* _CONSIGNES_
a – Répondez à ces questions d'après l'article sur la crise libyenne :
(i) Quel pays s'est opposé à la nomination au niveau du Conseil de sécurité ?
(ii) À quelle date Jan Kubis a-t-il démissionné ?
(iii) Qui a été nommée Conseillère spéciale du SG de l'ONU pour la Libye ?
b – Dans l'article sur la crise libyenne, recopiez le passage qui part de «Manœuvres et intrigues» et se poursuit jusqu'à «dans le conflit.», en remplaçant «émissaire» par «envoyé».
··· EXTRAIT DU TEXTE
Manœuvres et intrigues pour empêcher un règlement pacifique : Qui veut entretenir la crise en Libye ?
Le Secrétaire général de l’Organisation des Nations Unies, Antonio Guterres, a proposé, la semaine dernière, la nomination de l’ancien ministre algérien des Affaires étrangères Sabri Boukadoum en tant qu’émissaire onusien pour la Libye. Une proposition qui reflète le crédit dont bénéficie la diplomatie algérienne et la position de l’Algérie en ce qui concerne le règlement du dossier libyen. Cependant, l’opposition à cette nomination affichée au niveau du Conseil de sécurité par les Émirats arabes unis, dénote de la volonté des forces à l’œuvre d’entretenir le brasier libyen au seul profit d’intérêts étroits d’acteurs directement impliqués dans le conflit.
Le Secrétaire général de l’ONU, Antonio Guterres, a suggéré aux quinze membres du Conseil de sécurité le nom du diplomate algérien, Sabri Boukadoum, pour occuper le poste d’émissaire de l’Organisation pour la Libye. Un poste resté vacant depuis la démission de Jan Kubis le 23 novembre dernier au regard de la complexité du dossier. Cette démission a induit la nomination de Stéphanie Williams en tant que Conseillère spéciale de SG de l’ONU pour la Libye, qui doit depuis assurer une sorte d’intérim en attendant la nomination d’un nouvel émissaire. Williams dont le mandat expire aujourd’hui a fait face à de nombreuses complications suite au report sine die des élections, lesquelles ont conduit au retour à une situation analogue à celle prévalant avant la Conférence de Berlin 1 avec deux gouvernements parallèles et la reprise des combats entre les forces régulières et celles de Khalifa Haftar. Une situation qui a d’ailleurs justifié l’urgence de la nomination d’un nouvel émissaire de l’ONU. D’ailleurs, le choix de Guterres qui s’est porté une seconde fois sur un diplomate algérien reflète tout le crédit de l’approche algérienne pour le règlement de la crise libyenne. Il est vrai que l’Algérie qui affiche sa totale neutralité et qui se tient en « équidistance » entre les parties en conflit, a dès le départ et dès la Conférence de Berlin 1, soutenu que la solution à la crise est avant tout libyenne. L’Algérie, qui a toujours assuré que le règlement de la crise passe par un processus de réconciliation nationale et un dialogue inter-libyen qui doit aboutir à la tenue d’élections démocratiques devant doter la Libye d’institutions légitimes, souligne la nécessité de mettre fin à toute forme d’intervention étrangère dans ce pays.
······
··· EXTRAIT DES DONNÉES
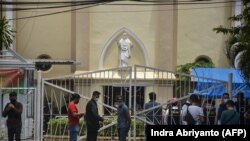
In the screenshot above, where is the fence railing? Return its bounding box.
[43,65,227,141]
······
* _CORRIGÉ DES EXERCICES_
a –
(i) Les Émirats arabes unis.
(ii) Le 23 novembre dernier.
(iii) Stéphanie Williams.

b –
Manœuvres et intrigues pour empêcher un règlement pacifique : Qui veut entretenir la crise en Libye ?
Le Secrétaire général de l’Organisation des Nations Unies, Antonio Guterres, a proposé, la semaine dernière, la nomination de l’ancien ministre algérien des Affaires étrangères Sabri Boukadoum en tant qu’envoyé onusien pour la Libye. Une proposition qui reflète le crédit dont bénéficie la diplomatie algérienne et la position de l’Algérie en ce qui concerne le règlement du dossier libyen. Cependant, l’opposition à cette nomination affichée au niveau du Conseil de sécurité par les Émirats arabes unis, dénote de la volonté des forces à l’œuvre d’entretenir le brasier libyen au seul profit d’intérêts étroits d’acteurs directement impliqués dans le conflit.